Answer these questions from the MUSA 550 introduction below:
(a) According to the introduction, what caused the drop in parking tickets over Jan 24-26, 2016?
(b) In what field and at what school did the instructor earn a Ph.D.?
(c) How long is each synchronous Zoom class in the weeks that have them?

→ **PAGE EXCERPT**
★ ★ ★ ★

Welcome to MUSA 550:
Geospatial Data Science in Python

Today¶

Course logistics
Using Jupyter Notebooks
Introduction to Python & Pandas

My day job¶

My name is Nick Hand
I am the Director of Finance, Data, and Policy for City Controller Rebecca Rhynhart
Goals of our team:
- Objective, data-driven analysis of financial policies impacting Philadelphia
- Increasing transparency through data releases and interactive reports

My team covers a range of policy issues in the city:

--> Check out https://controller.phila.gov/policy-analysis

Previously:
Astrophysics Ph.D. at Berkeley

How did I get here?¶

Astrophysics to data science is becoming increasingly common
Landing a job through Twitter: https://www.parkingjawn.com
- Dashboard visualization of monthly parking tickets in Philadelphia
- Data from OpenDataPhilly

Goal: exploring and extracting insight from complex datasets

Parking Jawn¶

https://www.parkingjawn.com
Cross-filtering
Different views
See drop in parking tickets over Jan 24-26, 2016 due to snowstorm

Class logistics¶

Lectures¶

Fully remote — all lectures will be recorded and posted to the course's Canvas site
3 hours of lecture material per week
Classes will be a mix of lecturing, interactive demos, and in-class lab time
Students learning from multiple time zones — trying to find best solution for everyone

Course design

Some weeks (mostly earlier in the course) will feature two synchronous 90 minute Zoom classes Tues./Thurs.

★ ★ ★ ★

→ **EXCERPTED DATA**
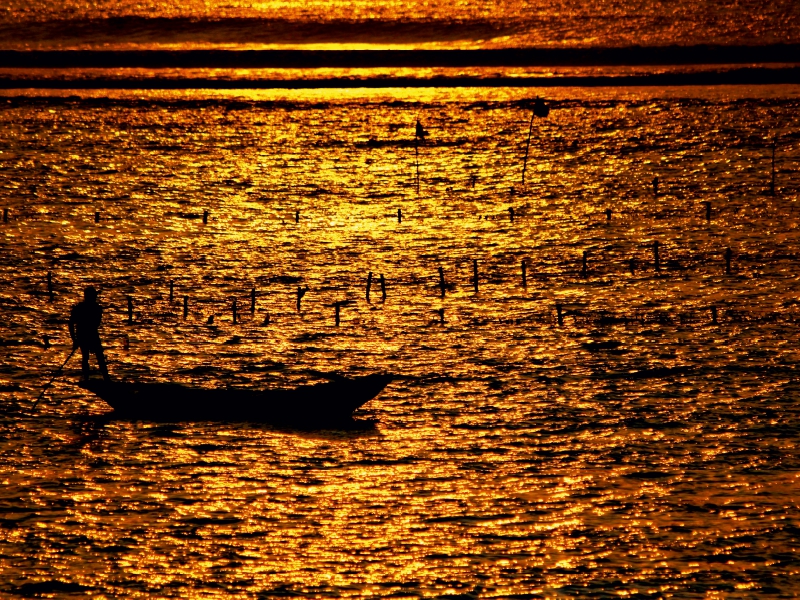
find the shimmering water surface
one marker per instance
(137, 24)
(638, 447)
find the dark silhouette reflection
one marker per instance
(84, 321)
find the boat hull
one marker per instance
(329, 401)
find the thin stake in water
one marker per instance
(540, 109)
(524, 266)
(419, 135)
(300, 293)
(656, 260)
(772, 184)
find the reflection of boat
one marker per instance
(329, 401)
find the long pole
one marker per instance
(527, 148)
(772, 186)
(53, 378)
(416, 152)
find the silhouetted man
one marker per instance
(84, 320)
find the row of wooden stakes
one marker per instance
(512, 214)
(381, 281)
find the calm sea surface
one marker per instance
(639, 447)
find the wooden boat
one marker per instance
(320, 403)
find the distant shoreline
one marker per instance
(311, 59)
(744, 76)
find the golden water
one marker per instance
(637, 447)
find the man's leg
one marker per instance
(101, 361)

★ ★ ★ ★

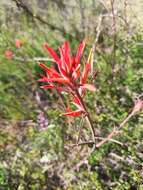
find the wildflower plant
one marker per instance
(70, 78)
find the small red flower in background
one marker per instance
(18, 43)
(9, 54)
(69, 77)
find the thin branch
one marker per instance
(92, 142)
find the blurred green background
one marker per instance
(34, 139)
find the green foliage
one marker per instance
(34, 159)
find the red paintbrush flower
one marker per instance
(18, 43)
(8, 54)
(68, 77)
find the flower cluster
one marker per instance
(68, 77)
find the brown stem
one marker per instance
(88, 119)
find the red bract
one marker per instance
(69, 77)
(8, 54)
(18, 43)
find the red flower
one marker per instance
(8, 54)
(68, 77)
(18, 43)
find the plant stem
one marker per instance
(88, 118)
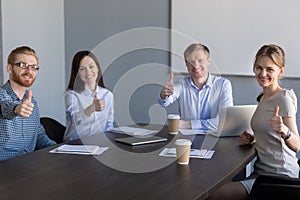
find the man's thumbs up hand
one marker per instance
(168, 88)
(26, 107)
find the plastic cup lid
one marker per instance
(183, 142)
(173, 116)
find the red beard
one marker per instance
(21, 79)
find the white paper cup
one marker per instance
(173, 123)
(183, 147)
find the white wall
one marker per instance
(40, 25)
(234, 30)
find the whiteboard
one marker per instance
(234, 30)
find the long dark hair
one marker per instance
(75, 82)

★ ★ ★ ★

→ **WRITTEN SOLUTION**
(a) A snowstorm.
(b) Astrophysics, at Berkeley.
(c) 90 minutes.